Exercise requirements: Could you output the data below as a two-column CSV with the columns "prompt" and "outline", one row per item, each in its own quoted field with line breaks replaced by spaces? Leave the pictures out.

Data for this exercise:

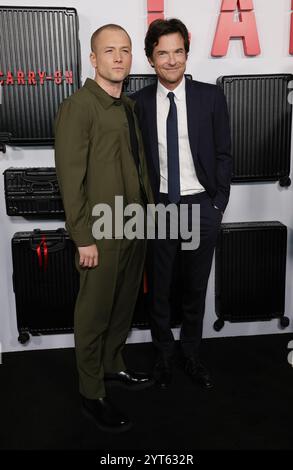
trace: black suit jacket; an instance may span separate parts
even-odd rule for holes
[[[214,204],[225,210],[232,172],[229,115],[223,91],[216,85],[186,80],[189,143],[197,177]],[[149,178],[158,202],[160,163],[157,134],[157,85],[147,86],[130,98],[143,136]]]

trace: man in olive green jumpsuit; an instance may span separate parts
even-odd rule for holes
[[[151,202],[152,195],[133,102],[121,95],[131,66],[131,40],[120,26],[105,25],[93,34],[91,47],[95,79],[87,79],[59,109],[55,160],[66,228],[77,246],[74,334],[83,407],[101,429],[117,431],[130,423],[106,398],[104,381],[128,387],[150,383],[146,374],[128,371],[122,358],[146,242],[96,240],[92,210],[99,203],[114,210],[115,196],[123,196],[125,206]]]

Reply to the task:
prompt,outline
"trace: black suit jacket; an instance may span separate parts even-odd rule for holes","[[[214,204],[225,210],[232,172],[229,115],[223,91],[216,85],[186,80],[189,143],[197,177]],[[149,178],[158,202],[160,163],[157,134],[157,85],[147,86],[130,98],[143,136]]]"
"trace: man in olive green jumpsuit; an instance may span separate parts even-odd rule for holes","[[[151,202],[152,195],[133,102],[121,95],[131,66],[131,40],[120,26],[105,25],[93,34],[91,47],[95,79],[87,79],[59,109],[55,160],[66,228],[77,246],[74,334],[83,407],[101,429],[117,431],[130,423],[106,398],[104,381],[128,387],[150,383],[146,374],[128,371],[122,358],[146,242],[96,240],[92,210],[99,203],[114,210],[115,196],[123,196],[125,206]]]"